On Fri, Dec 17, 2021 at 11:04 AM Linus Torvalds
<torvalds@xxxxxxxxxxxxxxxxxxxx> wrote:
>
> If we are doing a COW, we need an *exclusive* access to the page. That
> is not mapcount, that is the page ref.
>
> mapcount is insane, and I think this is making this worse again.
Maybe I'm misreading this, but afaik
- get a "readonly" copy of a local private page using FAULT_FLAG_UNSHARE.
This just increments the page count, because mapcount == 1.
- fork()
- unmap in the original
- child now has "mapcount == 1" on a page again, but refcount is
elevated, and child HAS TO COW before writing.
Notice? "mapcount" is complete BS. The number of times a page is
mapped is irrelevant for COW. All that matters is that we get an
exclusive access to the page before we can write to it.
Anybody who takes mapcount into account at COW time is broken, and it
worries me how this is all mixing up with the COW logic.
Now, maybe this "unshare" case is sufficiently different from COW that
it's ok to look at mapcount for FAULT_FLAG_UNSHARE, as long as it
doesn't happen for a real COW.
But honestly, for "unshare", I still don't see that the mapcount
matters. What does "mapcount == 1" mean? Why is it meaningful?
Because if COW does things right, and always breaks a COW based on
refcount, then what's the problem with taking a read-only ref to the
page whether it is mapped multiple times or mapped just once? Anybody
who already had write access to the page can write to it regardless,
and any new writers go through COW and get a new page.
I must be missing something realyl fundamental here, but to me it
really reads like "mapcount can fundamentally never be relevant for
COW, and if it's not relevant for COW, how can it be relevant for a
read-only copy?"
Linus

Record excerpts
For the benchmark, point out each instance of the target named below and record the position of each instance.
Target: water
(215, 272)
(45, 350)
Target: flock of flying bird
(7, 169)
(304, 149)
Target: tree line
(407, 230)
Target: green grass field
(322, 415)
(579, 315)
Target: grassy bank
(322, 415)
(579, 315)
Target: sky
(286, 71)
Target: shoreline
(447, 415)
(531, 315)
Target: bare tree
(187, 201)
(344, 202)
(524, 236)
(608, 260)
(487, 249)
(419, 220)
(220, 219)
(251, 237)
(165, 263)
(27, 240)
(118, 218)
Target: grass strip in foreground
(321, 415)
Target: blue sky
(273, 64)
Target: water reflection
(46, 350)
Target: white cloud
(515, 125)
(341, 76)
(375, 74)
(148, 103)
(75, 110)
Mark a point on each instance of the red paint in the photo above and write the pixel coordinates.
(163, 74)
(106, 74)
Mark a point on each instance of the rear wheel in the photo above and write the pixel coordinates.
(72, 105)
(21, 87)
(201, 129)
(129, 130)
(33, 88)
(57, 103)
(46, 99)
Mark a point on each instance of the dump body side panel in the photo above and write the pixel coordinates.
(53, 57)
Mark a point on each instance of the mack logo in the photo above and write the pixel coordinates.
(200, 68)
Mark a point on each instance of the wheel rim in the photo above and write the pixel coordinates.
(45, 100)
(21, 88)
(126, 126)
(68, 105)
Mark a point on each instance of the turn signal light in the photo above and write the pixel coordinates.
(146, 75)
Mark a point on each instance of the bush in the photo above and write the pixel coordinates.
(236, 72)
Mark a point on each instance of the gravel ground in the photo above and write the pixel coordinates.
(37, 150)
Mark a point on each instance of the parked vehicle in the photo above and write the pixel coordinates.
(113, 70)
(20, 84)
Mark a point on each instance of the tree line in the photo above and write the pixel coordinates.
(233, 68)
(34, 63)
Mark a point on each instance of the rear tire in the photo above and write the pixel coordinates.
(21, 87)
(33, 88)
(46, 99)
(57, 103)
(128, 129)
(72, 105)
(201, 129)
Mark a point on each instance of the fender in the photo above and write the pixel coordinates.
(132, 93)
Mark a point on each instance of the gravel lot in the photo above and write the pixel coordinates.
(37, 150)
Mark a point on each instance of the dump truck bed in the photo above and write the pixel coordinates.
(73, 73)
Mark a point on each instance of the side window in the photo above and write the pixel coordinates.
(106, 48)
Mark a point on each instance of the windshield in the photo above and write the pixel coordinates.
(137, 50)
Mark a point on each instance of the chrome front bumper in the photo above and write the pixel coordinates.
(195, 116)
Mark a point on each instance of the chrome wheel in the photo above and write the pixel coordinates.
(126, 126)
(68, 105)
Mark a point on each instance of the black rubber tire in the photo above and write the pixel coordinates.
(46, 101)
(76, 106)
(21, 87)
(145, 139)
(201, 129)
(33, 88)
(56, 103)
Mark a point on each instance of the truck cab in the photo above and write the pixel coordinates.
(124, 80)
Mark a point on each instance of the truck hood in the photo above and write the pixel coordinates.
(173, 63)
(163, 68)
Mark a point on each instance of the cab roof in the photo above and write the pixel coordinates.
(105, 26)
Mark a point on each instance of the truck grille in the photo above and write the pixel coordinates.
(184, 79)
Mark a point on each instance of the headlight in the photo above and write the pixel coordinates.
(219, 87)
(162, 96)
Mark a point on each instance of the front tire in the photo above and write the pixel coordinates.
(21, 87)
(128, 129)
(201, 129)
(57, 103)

Tasks
- 1) In the message about COW and mapcount, why should it not matter for taking a read-only reference whether a page is mapped once or several times? Answer in one to three sentences.
- 2) Return the part of the message about COW and mapcount starting with "On Fri, Dec" and going on through "page using FAULT_FLAG_UNSHARE.".
Rely solely on the message about COW and mapcount, not on the entries.

Outputs in order
- 1) If COW always breaks based on refcount, anybody who already had write access to the page can write to it regardless. Any new writers go through COW and get a new page.

- 2)
On Fri, Dec 17, 2021 at 11:04 AM Linus Torvalds
<torvalds@xxxxxxxxxxxxxxxxxxxx> wrote:
>
> If we are doing a COW, we need an *exclusive* access to the page. That
> is not mapcount, that is the page ref.
>
> mapcount is insane, and I think this is making this worse again.
Maybe I'm misreading this, but afaik
- get a "readonly" copy of a local private page using FAULT_FLAG_UNSHARE.